In a democracy, those who judge the popularity of a political cause by the quantum of crowds at rallies need to think again. Those throngs and multitudes that troop out to chant the anthem of a cause or greet the moment’s man of power often have little or nothing to do with definitive partisanship or real support. The crowds are often massed in the service of something new. Democracy’s periodic elections have a way of being a constant source of seasonal messiahs. Politicians are the most creative species when it comes to creating new embodiments of promise, hope, and utopia. Rented crowds show up in the most unexpected places and in quantities that no one imagined previously. 

Rented crowds are as old as party politics everywhere. They are the most common expression of democracy as the currency and facilitator of the modern market society. Here, everything is a commodity and every interaction is transactional: “if you pay, we will troop out for you! If you pay, we shall mobilize votes for you!” Enter the crowd contractor as a specialist in the game of democracy. The crowd contractor can rent you a rally crowd, and rent you emergency bishops complete with a variety of cassocks. Just name it!

### PROVIDED INFORMATION
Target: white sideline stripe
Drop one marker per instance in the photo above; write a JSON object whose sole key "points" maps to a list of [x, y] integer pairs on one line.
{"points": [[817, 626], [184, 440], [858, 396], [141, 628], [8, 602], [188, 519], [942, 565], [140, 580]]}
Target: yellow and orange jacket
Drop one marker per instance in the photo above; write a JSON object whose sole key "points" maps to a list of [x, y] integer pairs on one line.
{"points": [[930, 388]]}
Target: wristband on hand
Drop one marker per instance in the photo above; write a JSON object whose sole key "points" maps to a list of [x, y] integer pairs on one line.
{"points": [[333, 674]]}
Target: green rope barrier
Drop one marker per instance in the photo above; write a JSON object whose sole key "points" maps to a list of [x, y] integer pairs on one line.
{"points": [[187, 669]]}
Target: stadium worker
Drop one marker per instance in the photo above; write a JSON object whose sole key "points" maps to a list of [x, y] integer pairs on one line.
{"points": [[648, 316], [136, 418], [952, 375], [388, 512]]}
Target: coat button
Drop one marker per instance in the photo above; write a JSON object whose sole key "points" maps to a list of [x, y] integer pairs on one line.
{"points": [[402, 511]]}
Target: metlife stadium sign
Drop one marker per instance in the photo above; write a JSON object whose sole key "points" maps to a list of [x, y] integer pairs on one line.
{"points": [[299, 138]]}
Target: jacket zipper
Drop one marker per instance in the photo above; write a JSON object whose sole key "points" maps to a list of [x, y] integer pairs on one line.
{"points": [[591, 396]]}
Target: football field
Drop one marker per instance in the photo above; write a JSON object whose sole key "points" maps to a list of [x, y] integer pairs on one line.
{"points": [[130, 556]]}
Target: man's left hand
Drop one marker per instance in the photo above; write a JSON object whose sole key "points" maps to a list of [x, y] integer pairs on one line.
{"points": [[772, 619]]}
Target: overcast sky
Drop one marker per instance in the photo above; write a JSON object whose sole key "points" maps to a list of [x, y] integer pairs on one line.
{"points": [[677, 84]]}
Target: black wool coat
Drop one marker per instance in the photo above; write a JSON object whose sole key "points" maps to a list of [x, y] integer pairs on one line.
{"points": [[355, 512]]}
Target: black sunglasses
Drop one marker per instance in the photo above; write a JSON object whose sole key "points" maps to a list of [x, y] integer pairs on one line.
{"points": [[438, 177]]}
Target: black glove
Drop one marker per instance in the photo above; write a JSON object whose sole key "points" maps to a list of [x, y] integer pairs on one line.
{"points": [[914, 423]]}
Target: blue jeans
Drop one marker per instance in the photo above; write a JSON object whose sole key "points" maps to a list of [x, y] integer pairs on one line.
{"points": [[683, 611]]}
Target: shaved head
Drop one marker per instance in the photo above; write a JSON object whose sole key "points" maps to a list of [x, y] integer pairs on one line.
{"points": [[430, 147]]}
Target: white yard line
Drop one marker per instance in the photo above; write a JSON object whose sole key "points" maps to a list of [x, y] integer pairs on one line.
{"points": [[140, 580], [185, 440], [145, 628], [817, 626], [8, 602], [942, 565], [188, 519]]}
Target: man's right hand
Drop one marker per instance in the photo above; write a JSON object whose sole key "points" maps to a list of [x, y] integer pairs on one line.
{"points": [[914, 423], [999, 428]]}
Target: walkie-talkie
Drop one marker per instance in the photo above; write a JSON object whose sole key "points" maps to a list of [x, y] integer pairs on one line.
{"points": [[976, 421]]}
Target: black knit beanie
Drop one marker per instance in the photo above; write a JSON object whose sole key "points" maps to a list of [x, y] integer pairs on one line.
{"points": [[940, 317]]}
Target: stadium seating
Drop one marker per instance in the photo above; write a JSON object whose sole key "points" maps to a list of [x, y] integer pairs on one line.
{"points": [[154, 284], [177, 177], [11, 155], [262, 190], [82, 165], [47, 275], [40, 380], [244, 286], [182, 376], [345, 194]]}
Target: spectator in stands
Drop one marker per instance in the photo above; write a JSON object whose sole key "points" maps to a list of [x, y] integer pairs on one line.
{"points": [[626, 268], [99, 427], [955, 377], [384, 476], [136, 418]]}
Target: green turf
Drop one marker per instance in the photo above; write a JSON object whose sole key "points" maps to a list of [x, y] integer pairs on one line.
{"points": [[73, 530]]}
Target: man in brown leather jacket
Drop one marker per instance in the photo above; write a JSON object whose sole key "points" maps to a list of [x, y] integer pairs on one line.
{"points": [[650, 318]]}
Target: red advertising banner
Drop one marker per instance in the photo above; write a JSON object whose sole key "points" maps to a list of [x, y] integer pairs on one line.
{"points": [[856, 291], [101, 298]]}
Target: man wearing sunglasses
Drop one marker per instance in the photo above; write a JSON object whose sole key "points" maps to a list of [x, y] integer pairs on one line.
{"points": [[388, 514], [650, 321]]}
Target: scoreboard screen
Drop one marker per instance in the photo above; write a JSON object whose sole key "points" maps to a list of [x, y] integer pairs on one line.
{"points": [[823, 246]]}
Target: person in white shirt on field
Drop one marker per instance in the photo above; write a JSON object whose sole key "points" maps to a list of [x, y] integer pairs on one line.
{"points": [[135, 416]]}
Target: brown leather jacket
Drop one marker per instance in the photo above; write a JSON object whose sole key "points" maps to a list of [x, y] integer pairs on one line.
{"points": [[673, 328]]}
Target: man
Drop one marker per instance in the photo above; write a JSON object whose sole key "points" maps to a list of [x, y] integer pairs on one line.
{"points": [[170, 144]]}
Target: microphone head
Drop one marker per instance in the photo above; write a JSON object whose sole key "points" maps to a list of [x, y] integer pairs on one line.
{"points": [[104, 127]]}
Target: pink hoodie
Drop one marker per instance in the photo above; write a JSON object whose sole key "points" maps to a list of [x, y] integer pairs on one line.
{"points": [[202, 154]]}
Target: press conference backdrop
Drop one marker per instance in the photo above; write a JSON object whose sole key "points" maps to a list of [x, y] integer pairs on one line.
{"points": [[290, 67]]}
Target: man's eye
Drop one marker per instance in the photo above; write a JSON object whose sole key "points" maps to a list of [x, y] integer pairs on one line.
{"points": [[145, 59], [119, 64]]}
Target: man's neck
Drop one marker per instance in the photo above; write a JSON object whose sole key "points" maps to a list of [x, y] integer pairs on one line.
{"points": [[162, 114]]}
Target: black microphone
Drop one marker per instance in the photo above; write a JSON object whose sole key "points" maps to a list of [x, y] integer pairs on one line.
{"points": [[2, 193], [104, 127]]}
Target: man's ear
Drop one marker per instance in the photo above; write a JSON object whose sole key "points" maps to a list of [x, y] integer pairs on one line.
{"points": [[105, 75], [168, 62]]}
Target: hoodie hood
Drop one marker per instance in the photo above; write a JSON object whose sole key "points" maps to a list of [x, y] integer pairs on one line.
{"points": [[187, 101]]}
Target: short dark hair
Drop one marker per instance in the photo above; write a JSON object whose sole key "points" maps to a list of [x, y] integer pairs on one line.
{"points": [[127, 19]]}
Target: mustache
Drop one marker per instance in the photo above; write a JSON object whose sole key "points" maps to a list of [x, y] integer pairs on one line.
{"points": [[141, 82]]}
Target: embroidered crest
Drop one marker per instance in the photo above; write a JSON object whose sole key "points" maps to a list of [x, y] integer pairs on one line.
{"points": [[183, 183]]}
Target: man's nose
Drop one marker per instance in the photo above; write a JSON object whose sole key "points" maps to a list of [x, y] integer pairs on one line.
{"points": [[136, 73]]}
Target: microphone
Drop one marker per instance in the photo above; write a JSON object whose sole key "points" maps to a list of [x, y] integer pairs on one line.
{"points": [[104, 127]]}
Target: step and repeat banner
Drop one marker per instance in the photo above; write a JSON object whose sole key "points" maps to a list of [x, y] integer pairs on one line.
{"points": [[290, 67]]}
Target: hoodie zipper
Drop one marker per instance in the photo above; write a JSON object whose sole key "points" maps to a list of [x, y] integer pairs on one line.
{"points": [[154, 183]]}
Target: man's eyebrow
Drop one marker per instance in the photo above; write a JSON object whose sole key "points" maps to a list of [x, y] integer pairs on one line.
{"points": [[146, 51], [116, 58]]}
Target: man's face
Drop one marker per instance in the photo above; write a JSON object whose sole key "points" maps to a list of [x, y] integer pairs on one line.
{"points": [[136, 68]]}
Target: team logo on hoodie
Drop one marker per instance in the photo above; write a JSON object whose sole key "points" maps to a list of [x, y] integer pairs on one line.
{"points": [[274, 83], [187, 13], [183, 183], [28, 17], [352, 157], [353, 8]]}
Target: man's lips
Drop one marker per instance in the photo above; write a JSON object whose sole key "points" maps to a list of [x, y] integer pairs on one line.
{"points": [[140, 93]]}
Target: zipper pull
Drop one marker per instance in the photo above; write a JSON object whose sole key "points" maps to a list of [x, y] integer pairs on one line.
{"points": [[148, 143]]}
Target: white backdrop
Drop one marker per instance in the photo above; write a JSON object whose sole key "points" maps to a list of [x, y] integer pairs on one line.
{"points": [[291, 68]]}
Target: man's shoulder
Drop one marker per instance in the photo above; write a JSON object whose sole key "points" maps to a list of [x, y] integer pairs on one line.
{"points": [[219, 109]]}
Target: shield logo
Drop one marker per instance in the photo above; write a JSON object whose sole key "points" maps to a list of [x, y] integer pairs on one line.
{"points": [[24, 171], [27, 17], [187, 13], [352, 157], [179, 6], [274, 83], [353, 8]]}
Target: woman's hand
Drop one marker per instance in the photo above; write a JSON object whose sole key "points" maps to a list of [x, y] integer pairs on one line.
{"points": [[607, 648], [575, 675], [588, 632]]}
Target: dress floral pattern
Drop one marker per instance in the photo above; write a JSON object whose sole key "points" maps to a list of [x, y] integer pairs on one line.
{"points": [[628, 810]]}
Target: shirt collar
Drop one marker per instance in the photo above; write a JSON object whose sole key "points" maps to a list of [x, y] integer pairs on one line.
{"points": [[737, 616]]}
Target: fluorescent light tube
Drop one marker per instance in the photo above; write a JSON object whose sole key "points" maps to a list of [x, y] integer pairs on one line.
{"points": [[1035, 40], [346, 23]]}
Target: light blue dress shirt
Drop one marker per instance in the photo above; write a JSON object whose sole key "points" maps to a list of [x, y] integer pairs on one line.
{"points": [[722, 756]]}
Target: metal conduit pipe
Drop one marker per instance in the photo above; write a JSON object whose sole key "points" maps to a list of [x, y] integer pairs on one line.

### GIVEN TASK 1
In the essay on rented crowds, what can the crowd contractor rent you besides a rally crowd?
### GIVEN TASK 2
Resume the essay on rented crowds, writing on from its last sentence.
The records are separate from the essay on rented crowds.

### EXERCISE RESPONSE 1
Emergency bishops complete with a variety of cassocks.

### EXERCISE RESPONSE 2
At other times, the crowds of power are massed in the pursuit of a creed, a catechism, or a phantom ideal like the sudden emergence of a messianic leader. Processions of protesting crowds may emerge when a popular disquiet graduates into a movement in pursuit of an ideal. The crowds that swept the Arab world during the Arab Spring were a spontaneous eruption of pent-up opposition to perpetual tyrants in power all over the Arab world. Throngs and crowds can also mass up in pursuit of a ‘gold rush’ when political oligarchs dish out bales of cash to rent crowds in support of their political enterprise. In the course of my career, I’ve seen different metamorphoses of crowds in support of diverse causes.

In Tripoli from June to August 2011, combined air strikes of Western powers were pounding the fortress of the Gaddafi regime in Libya. The initial demonstrations featured huge impenetrable crowds of Gaddafi supporters. They were united in denouncing the imperialist forces of the West for seeking the overthrow of the populist leader. At the town centres and popular squares, the crowds were an unmistakable daily feature. With a bit of training, this reporter could track the leaders of the protests who showed up daily to rally the crowds and sustain the protests. As time progressed and the air strikes progressively took out the strategic heights of the Gaddafi power stronghold, the supporting crowds began to thin out as it became more dangerous and also clear that the strongman had only a matter of days to either flee, surrender, or get killed.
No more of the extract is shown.